## Start
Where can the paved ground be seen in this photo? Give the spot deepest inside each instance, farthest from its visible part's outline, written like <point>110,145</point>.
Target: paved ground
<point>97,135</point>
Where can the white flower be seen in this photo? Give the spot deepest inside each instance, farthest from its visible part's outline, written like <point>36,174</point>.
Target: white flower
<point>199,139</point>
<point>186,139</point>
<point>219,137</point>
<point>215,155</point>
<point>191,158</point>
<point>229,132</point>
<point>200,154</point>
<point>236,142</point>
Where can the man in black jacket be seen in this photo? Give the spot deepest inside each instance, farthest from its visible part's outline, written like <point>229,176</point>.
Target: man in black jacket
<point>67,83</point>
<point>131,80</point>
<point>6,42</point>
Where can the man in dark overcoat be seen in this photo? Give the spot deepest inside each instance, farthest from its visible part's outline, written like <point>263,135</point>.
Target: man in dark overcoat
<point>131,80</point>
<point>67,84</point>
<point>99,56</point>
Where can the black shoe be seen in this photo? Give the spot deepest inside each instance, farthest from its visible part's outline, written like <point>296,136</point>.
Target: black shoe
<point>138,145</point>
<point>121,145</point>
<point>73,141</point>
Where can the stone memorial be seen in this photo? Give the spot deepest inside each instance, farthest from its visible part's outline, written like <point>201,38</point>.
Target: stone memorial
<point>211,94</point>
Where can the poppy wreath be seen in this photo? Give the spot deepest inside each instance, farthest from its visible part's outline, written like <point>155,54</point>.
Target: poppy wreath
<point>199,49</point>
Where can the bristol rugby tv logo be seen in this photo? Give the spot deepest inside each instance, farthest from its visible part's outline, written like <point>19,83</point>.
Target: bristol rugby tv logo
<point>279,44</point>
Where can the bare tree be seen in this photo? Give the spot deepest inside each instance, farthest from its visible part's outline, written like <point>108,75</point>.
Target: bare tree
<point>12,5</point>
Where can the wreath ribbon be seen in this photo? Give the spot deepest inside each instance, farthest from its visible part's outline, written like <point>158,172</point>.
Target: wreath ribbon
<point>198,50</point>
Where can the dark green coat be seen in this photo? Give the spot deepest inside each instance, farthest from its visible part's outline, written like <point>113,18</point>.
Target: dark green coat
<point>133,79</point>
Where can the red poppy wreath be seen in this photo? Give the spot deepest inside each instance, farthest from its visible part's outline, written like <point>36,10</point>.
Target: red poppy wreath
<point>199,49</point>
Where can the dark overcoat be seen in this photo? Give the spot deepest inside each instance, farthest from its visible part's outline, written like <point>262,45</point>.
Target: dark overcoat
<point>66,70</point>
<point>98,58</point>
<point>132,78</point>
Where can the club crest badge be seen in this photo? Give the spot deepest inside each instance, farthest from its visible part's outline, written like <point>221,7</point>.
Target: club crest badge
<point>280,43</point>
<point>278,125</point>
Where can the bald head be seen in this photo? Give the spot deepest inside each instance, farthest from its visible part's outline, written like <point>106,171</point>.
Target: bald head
## End
_To be done_. Copy the material above back out, exactly as written.

_Solution to the exercise_.
Where can the paved ground be seen in this photo? Give the spot deepest inside each instance, farthest from its visible part's outline, written like <point>110,145</point>.
Target: paved ground
<point>97,135</point>
Where can the white flower be seen in this photo? Give the spot deepest inside each instance, farthest from its visible part's outline, written like <point>36,174</point>.
Target: white flower
<point>199,139</point>
<point>186,139</point>
<point>219,137</point>
<point>215,155</point>
<point>191,158</point>
<point>229,132</point>
<point>200,154</point>
<point>236,142</point>
Where can the man in black jacket be seen in this photo? Give the spot deepest inside each instance, farthest from its visible part's outline, written like <point>229,176</point>.
Target: man in black jacket
<point>67,83</point>
<point>131,80</point>
<point>6,42</point>
Where can the man in dark overcoat be seen in this photo? Give the spot deepest inside each instance, farthest from its visible part's outline, written like <point>263,135</point>.
Target: man in dark overcoat
<point>131,80</point>
<point>67,84</point>
<point>99,56</point>
Where can the black shoe be seen in this photo? Give the spot deepest inside each instance, farthest from its visible part's outline, written like <point>296,136</point>.
Target: black shoe
<point>138,145</point>
<point>121,145</point>
<point>73,141</point>
Where can the stone memorial be seen in this photo? Give the spot deepest inside each instance, farthest from its visible part's outline, written like <point>201,38</point>.
Target: stone memorial
<point>211,94</point>
Where can the poppy wreath be seen in this photo? Give the spot deepest inside each instance, farthest from its visible part's outline, written like <point>155,54</point>.
Target: poppy wreath
<point>199,49</point>
Where can the bristol rugby tv logo be seen in this photo? Give the spot deepest inside each instance, farthest from its visible part's outline, written like <point>19,83</point>.
Target: bristol rugby tv logo
<point>279,44</point>
Where can the bare tree be seen in this photo? Give the spot deepest inside each instance, farthest from its visible part's outline, written like <point>108,75</point>.
Target: bare tree
<point>12,5</point>
Where can the wreath ribbon be seen in this photo? Give the spot deepest inside each instance, farthest from its visible part's outline, written like <point>158,172</point>.
Target: wreath ribbon
<point>198,50</point>
Where can the dark green coat be seen in this photo? Give the spot deepest inside each instance, farthest from its visible part's outline, written like <point>113,18</point>.
Target: dark green coat
<point>133,79</point>
Where can the red poppy wreath be seen in this photo? Give the spot deepest inside each instance, farthest from its visible part's outline, written like <point>36,10</point>.
Target: red poppy wreath
<point>199,49</point>
Where can the dark overcoat be seen in this photo? Give the spot deepest inside each instance, farthest from its visible part's outline, written like <point>262,45</point>.
Target: dark overcoat
<point>66,70</point>
<point>98,58</point>
<point>132,78</point>
Where can the club crest badge be seen in this photo? Give the spot deepest inside each instance, farthest from its visible part's outline, written like <point>221,7</point>.
Target: club crest badge
<point>280,43</point>
<point>278,125</point>
Where can the bald head be seen in this photo? Give the spot deepest inside each instance, farthest from its visible part's outline, written like <point>106,171</point>.
Target: bald head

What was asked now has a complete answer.